** Study material **
[Start of section]

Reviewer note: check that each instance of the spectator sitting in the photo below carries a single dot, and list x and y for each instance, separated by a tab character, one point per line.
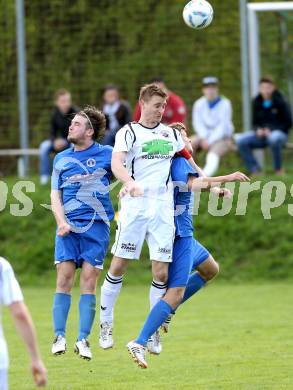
271	122
212	121
60	122
175	110
117	113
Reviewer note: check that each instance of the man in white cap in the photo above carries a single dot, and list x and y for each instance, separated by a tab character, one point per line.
212	123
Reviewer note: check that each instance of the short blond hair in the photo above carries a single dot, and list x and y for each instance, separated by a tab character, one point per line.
150	90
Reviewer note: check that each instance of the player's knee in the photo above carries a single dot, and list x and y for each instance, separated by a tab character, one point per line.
178	296
118	267
213	271
161	275
64	282
174	296
89	281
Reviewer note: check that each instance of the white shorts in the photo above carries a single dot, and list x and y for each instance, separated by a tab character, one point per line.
145	219
3	379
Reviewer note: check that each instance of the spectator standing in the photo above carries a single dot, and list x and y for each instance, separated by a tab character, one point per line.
59	125
271	121
175	110
11	296
117	113
212	122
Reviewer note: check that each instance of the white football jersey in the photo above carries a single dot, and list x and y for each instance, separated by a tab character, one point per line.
10	292
149	156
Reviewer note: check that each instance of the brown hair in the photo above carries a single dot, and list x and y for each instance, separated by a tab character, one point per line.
150	90
61	92
267	79
96	120
178	126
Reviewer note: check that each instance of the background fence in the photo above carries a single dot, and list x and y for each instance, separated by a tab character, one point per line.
83	45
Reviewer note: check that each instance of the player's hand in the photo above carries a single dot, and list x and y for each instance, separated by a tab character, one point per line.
63	229
222	192
39	373
237	176
131	188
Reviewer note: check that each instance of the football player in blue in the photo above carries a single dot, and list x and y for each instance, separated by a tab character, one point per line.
188	254
82	209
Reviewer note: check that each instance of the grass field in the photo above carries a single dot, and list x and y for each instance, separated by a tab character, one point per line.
228	337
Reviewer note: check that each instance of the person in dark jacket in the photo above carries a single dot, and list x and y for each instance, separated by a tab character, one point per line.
271	121
59	125
117	113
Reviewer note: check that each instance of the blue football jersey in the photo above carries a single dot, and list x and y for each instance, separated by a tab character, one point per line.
83	177
183	198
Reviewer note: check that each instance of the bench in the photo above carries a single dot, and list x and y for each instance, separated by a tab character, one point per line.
21	155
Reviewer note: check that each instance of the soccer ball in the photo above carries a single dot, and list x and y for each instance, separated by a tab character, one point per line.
198	14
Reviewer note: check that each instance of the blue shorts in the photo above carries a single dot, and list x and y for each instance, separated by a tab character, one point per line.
187	255
90	246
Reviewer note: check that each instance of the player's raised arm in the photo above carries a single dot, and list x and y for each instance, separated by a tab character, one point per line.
124	141
58	211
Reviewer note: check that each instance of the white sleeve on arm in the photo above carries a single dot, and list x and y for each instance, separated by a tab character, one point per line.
197	122
180	143
124	140
225	127
11	291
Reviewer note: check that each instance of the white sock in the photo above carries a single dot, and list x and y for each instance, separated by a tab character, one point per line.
157	291
212	164
109	293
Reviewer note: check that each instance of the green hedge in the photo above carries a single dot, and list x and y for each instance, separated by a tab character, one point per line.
83	44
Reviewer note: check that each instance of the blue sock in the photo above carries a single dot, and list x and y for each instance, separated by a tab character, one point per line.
157	316
195	283
61	306
87	311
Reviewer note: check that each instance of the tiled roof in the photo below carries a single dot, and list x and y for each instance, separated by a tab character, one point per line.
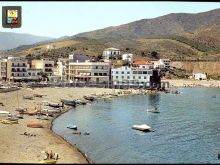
142	62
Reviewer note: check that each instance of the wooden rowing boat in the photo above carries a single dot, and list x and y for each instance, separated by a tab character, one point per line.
48	161
35	125
9	122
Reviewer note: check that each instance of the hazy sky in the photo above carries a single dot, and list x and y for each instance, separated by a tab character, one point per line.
56	19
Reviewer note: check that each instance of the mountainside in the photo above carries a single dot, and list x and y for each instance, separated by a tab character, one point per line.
164	25
188	37
13	40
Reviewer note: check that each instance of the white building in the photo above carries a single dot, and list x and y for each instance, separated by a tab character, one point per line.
199	76
143	64
127	57
131	75
34	73
46	64
88	71
110	52
162	63
59	71
19	67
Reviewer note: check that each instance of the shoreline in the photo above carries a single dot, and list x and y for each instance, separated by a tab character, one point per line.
192	83
12	143
89	161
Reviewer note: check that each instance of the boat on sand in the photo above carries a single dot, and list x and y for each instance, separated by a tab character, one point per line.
35	125
142	127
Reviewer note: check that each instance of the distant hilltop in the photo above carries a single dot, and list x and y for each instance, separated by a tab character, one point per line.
180	36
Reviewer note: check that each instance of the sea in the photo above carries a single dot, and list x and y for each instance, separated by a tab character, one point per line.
187	129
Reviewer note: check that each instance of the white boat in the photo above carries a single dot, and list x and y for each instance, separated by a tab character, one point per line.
4	113
152	109
142	127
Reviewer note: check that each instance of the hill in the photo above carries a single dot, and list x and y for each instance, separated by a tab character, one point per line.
13	40
164	25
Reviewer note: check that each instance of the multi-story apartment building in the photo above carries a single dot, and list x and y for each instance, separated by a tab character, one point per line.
17	68
143	64
131	75
110	52
46	64
3	69
97	72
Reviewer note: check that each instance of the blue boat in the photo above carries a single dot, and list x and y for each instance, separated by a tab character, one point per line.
72	126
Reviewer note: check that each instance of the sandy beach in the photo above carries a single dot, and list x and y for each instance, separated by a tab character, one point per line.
193	83
17	148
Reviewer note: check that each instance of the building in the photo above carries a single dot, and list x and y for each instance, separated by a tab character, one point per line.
131	75
127	57
46	64
97	72
200	76
60	68
17	68
3	69
34	74
162	63
111	52
143	64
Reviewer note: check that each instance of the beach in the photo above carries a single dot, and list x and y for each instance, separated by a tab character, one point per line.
192	83
17	148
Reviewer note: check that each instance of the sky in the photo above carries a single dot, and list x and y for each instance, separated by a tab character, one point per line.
57	19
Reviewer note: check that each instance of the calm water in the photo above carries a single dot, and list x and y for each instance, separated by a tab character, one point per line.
187	129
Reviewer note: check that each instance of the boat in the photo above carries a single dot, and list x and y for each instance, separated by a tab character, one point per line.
3	113
90	98
9	122
35	125
21	110
153	109
28	97
37	95
48	161
69	102
80	102
72	127
142	127
13	118
55	105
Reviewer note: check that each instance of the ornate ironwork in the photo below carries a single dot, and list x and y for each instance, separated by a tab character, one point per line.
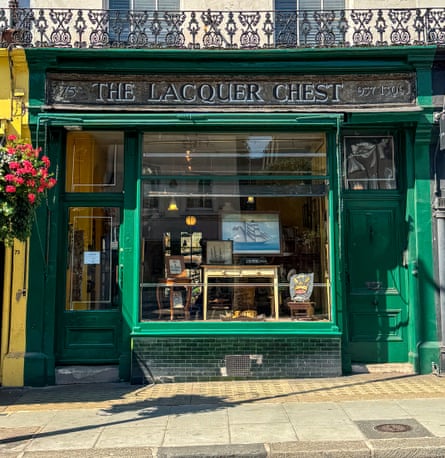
88	28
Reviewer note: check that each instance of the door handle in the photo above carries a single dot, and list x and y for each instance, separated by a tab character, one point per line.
121	275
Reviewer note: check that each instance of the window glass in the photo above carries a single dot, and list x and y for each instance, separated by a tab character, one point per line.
94	161
228	154
93	242
369	163
226	243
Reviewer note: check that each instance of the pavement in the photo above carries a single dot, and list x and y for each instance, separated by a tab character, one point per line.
361	415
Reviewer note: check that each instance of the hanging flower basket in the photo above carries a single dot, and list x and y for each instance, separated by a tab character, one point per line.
24	179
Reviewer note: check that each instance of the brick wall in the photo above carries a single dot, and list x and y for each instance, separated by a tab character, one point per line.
180	359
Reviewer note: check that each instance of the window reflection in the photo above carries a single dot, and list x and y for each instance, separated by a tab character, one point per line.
94	162
278	206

[End of section]

** Problem to solve **
Would you reproduce the lines above exactly, without carrying over the pictures?

** Exercise response **
Reviewer note: check that each instance of the spectator sitting in the photo below carries a single dot, and list x and y for each instance, separated by a tab character, one point per line.
271	122
212	121
60	122
175	110
117	113
Reviewer note: check that each instance of the man in white cap in the photo above carries a single dot, and list x and y for each instance, separated by a tab character, one point per line.
212	123
Reviewer note: check that each instance of the short blond hair in the photo above carries a single dot, and list x and y for each instance, separated by a tab character, one point per line.
150	90
Reviewer note: check that each instance of the player's knee in the photo above carries a single dot, and list x and y for each instance, separated by a tab character, one point per line.
178	296
118	267
213	271
161	275
64	282
174	296
89	281
Reviewer note: check that each instance of the white shorts in the photo above carries a single dot, and list x and y for each instance, separated by a tab character, one point per line.
145	219
3	379
Reviewer note: check that each instance of the spectator standing in the photo above carries a single dot, and list x and y for each instance, separated by a tab character, one point per line.
59	125
271	121
175	110
11	296
117	113
212	122
Reviewer note: check that each instance of the white football jersey in the photo above carries a single dot, and list x and y for each instance, separated by a tab character, one point per line.
10	292
149	156
Reviewer note: check that each instance of the brown hair in the photo above carries a single dot, and list x and y for each instance, separated by a tab character, one point per line.
150	90
61	92
267	79
96	120
178	126
Reviewer note: check that each instance of the background fence in the photo above carries a single dot, and list x and y for each instance, separated by a tab character, one point per line.
83	45
Reviewer note: check that each instance of the player's hand in the photo above carries a single dot, and list x and y for each instance, separated by a tab character, one point per line.
63	229
222	192
39	373
237	176
131	188
Reviewer note: check that each instance of the football player in blue in the photo above carries a single dot, and list x and y for each instance, separated by a tab character, one point per line.
188	254
82	209
Reviewer note: check that each instance of the grass field in the photo above carries a single dot, and list x and y for each instance, separated by a tab character, one point per line.
228	337
Reviewer note: check that each instance of the person in dark jacket in the photo above carries a single dot, and list x and y for each instance, separated by a tab character, one point per line.
271	121
59	125
117	113
Reviewer note: check that each instance of the blue football jersey in the photo above carries a single dot, and list x and y for each instance, separated by a tab character, one point per line.
83	177
183	198
Reviewer note: check that each instance of the bench in the photo above carries a single dot, and list x and y for each instance, separated by a tab character, one point per line.
21	155
Reviewer note: check that each instance of the soccer ball in the photo above carries a single dot, and list x and y for each instance, separated by a tab character, one point per line.
198	14
Reviewer note: check that each instance of the blue shorts in the photo above carries a single dot, and list x and y for each instance, separated by a tab character, one point per line.
187	255
90	246
Reviewer note: check that each instance of the player's raised arm in the photo above carries a single dot, and list x and y for each instance, separated by a tab character, one point per line.
124	141
58	211
Reviewer note: check that each instance of the white sleeve on arm in the photo above carries a single dot, and list x and y for each instance, separated by a tab character, one point per line.
197	122
180	143
124	140
225	127
11	291
Reviewer note: check that each instance of the white sock in the photo above carries a single dot, and list x and y for each instance, separated by a tab character, one point per line.
157	291
212	164
109	293
Reviewer note: check that each instance of the green hedge in the photo above carries a single dot, and list x and y for each instance, separated by a tab character, one point per line.
83	44
Reviewer note: check that each instance of the blue sock in the photo above carries a single dot, and list x and y for each instance, separated by a tab character, one point per line.
157	316
195	283
61	306
87	311
Reviewer note: check that each instance of the tiled roof in the photo below carries a single dot, and list x and y for each instance, separated by a tab character, one point per line.
142	62
Reviewer note: check that each instance of the wooden rowing boat in the photo above carries a single dot, and list x and y for each instance, separated by a tab character, one point per line.
48	161
35	125
9	122
Reviewer note: check that each instance of the hazy sky in the photo above carries a single dot, and list x and y for each instance, separated by a tab character, one point per line.
56	19
Reviewer note: check that each instance of the mountainside in the photo above carries a single dot, and list x and y for each instance, separated by a tab character, one point per line.
164	25
188	37
13	40
Reviewer note: check that each instance of the white building in the photo above carries a single dot, and list x and y for each instance, separated by a tab character, one point per line.
199	76
143	64
127	57
131	75
34	73
46	64
88	71
110	52
162	63
59	71
19	67
Reviewer note: check that each instance of the shoreline in the photo above carries a single dot, and list x and y for each instance, separated by a tab character, one point per line.
192	83
12	143
89	161
Reviewer note: check that each instance of the boat on sand in the photo above carries a single dot, and list x and y for each instance, separated by a tab character, one point per line.
35	125
142	127
Reviewer note: check that each instance of the distant hilltop in the photo above carries a single dot, and list x and y for each instance, separated by a tab character, one point per line.
180	36
Reviewer note: check that each instance of the sea in the photo above carries a single dot, and list x and y for each instance, separated by a tab character, one point per line.
187	129
Reviewer note: check that each instance of the white boat in the photo above carries a single dot, and list x and y for each instance, separated by a tab character, one point per line.
4	113
152	109
142	127
Reviewer note: check that each instance of the hill in the photo above carries a single dot, and list x and y for each instance, separated by a tab character, one point per line.
13	40
164	25
Reviewer note: check that each instance of the multi-story apartment building in the photo above carries a single dot, and list x and y for each instance, separated by a tab character, one point per line.
17	68
143	64
131	75
110	52
46	64
3	69
97	72
Reviewer note: check that each instance of the blue boat in the photo above carries a single dot, and list x and y for each instance, separated by a tab character, one point per line.
72	126
Reviewer note: check that each instance of the sandy beach in the photo above carries a single dot, and list x and y for each instance, separated by a tab character, one point per line.
193	83
17	148
Reviewer note: check that each instance of the building in the photo above carries a single dot, and list x and y for each instance, separated by a tab character, one point per line.
131	75
127	57
46	64
97	72
200	76
60	68
17	68
3	69
34	74
162	63
111	52
143	64
Reviewer note: check that each instance of the beach in the photo above carries a single dot, and list x and y for each instance, separated by a tab character, one point per line.
192	83
17	148
Reviewer note: check that each instance of the sky in the photo above carries a single dot, and list x and y for each instance, separated by a tab character, one point per line.
57	19
Reviewer note: check that each instance of the calm water in the photo above carries a single dot, and list x and y for each instance, separated by a tab character, one point per line.
187	129
Reviewer note: check that each instance of the boat in the photo above carries a single dot, and list x and y for each instance, separated by a tab character, one point per line.
3	113
90	98
9	122
35	125
21	110
153	109
28	97
37	95
48	161
69	102
80	102
72	127
142	127
13	118
55	105
Reviewer note: check that each instance of the ornate ironwork in the photo below carries a single dot, and list x and y for each instance, separated by a tab character, one point per line.
88	28
Reviewer note: check that each instance of the door handle in the photo above carries a single dot, and list x and y for each instance, separated by a tab character, one point per line.
121	275
Reviewer note: check that each instance of the window glass in the photo above carries a single dot, and list x and y for each instance, separated by a tab character, one point per line.
94	161
228	154
93	242
369	163
226	243
Reviewer note: check that each instance of the pavement in the photo above carries a single dot, and list x and y for each instance, separated by a tab character, one point per line.
361	415
Reviewer note: check that each instance of the hanging flower basket in the photo above carries a single dot, and list x and y for each instance, separated by a tab character, one point per line.
24	179
Reviewer note: check that each instance of the brick wall in the photo above carries a single dot, and list x and y for each instance, separated by a tab character, one point per line.
180	359
Reviewer note: check that each instance of the window reflection in the photo above carries a single dot, and list x and y for each instance, separated by a tab character, one point per line.
94	162
278	206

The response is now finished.